§ **PASSAGE FOR REVIEW**
Start of Block

Parental attitudes of mothers of patients with panic disorder

Attitudini genitoriali di madri di pazienti con disturbo di panico

C. Faravelli, F. Di Paola, M.A. Scarpato, G. Fioravanti

Department of Psychology, University of Florence, Italy



Maternal overprotection and lack of care during childhood has been repeatedly reported in anxious patients. On empirical grounds, the mother-child relationship has been retrospectively studied using specially devised questionnaires (Parental Bonding Instrument, EMBU, etc.), the results of which actually suggest the presence of maternal overprotection. A further piece of information may derive by the direct assessment of upbringing attitudes of the mothers. The Parental Attitude Research Instrument is specifically directed at exploring such an issue.


The Parental Attitude Research Instrument was administered to 26 mothers of patients affected by panic disorder (18 with agoraphobia and 8 without agoraphobia), 25 panic disorder patients (8 without agoraphobia), who were mothers themselves, and to two age-matched control groups of healthy mothers.

End of Block

§ **EXTRACTED ENTRIES**
Start of Block

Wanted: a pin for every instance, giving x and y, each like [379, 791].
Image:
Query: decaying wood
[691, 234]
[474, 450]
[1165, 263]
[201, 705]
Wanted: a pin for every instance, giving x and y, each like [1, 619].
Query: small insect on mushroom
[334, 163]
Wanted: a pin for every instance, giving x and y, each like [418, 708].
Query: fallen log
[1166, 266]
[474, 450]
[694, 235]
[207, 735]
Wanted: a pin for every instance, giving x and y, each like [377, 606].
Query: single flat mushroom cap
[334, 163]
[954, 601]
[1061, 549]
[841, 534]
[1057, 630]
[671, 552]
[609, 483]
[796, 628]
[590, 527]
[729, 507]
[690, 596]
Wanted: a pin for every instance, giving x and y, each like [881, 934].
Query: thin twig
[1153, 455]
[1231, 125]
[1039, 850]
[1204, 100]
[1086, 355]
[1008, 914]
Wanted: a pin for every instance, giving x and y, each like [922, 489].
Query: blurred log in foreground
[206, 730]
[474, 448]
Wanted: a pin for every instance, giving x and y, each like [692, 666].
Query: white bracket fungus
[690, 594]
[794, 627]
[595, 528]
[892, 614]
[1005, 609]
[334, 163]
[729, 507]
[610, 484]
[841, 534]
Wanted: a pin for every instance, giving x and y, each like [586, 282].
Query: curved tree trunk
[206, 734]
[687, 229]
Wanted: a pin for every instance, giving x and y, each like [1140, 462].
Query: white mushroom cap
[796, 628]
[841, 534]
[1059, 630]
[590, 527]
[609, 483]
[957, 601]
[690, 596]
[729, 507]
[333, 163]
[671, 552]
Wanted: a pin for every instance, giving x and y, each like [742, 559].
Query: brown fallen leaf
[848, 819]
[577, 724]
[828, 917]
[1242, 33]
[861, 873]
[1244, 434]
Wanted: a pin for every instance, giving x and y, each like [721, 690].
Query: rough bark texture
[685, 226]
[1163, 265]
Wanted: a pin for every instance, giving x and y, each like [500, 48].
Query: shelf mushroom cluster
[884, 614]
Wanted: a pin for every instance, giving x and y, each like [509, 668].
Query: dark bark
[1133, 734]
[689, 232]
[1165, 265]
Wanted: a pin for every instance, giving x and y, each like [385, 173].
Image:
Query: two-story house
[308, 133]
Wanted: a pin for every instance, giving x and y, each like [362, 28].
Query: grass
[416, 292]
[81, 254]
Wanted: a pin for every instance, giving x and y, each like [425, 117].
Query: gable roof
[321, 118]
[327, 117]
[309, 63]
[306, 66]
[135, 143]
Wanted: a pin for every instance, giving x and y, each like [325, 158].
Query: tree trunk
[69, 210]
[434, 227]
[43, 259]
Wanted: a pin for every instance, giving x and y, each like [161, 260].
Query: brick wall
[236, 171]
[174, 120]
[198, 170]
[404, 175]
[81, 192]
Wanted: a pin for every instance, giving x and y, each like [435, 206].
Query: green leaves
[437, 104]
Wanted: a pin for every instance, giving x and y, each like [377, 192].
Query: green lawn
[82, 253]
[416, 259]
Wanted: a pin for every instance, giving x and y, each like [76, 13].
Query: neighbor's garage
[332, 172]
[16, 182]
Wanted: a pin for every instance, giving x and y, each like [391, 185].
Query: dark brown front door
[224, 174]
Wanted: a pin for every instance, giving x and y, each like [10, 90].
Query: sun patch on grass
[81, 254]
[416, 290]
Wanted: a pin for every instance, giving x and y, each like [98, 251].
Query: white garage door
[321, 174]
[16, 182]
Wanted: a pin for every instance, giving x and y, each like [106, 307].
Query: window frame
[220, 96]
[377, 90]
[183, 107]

End of Block

§ **TASK DETAILS**
Resume the abstract on parental attitudes in mothers of panic disorder patients, continuing after its last sentence, the one about the two age-matched control groups of healthy mothers.

§ **RESULT**
The mothers of panic disorder patients scored significantly higher on the two scales which explore overprotection and control (scale #2, “Fostering Dependency” and scale #20, “Intrusiveness”) (Table I). No significant differences were found between the patients affected by panic disorder who were mothers themselves and the healthy controls on any of the 23 Parental Attitude Research Instrument scales (Table II).


The peculiar upbringing attitudes we have found in the mothers of subjects with panic disorder, and panic disorder with agoraphobia give further strength to the theory of a distorted rearing pattern as a common cause of such disorders. Of the 23 scales composing the instrument, in fact, only those specifically correlated with the problem of overcontrol show consistent differences between the mothers of panic disorder patients and the mothers of normal subjects. The results seem to further support the hypothesis of maternal overprotection as a predisposing factor for panic disorder (PD). In fact, early environmental factors seem to increase the probability of developing panic disorders. The etiological role of these factors, however, is still uncertain and must probably be considered in the background of complex relationships with others factors.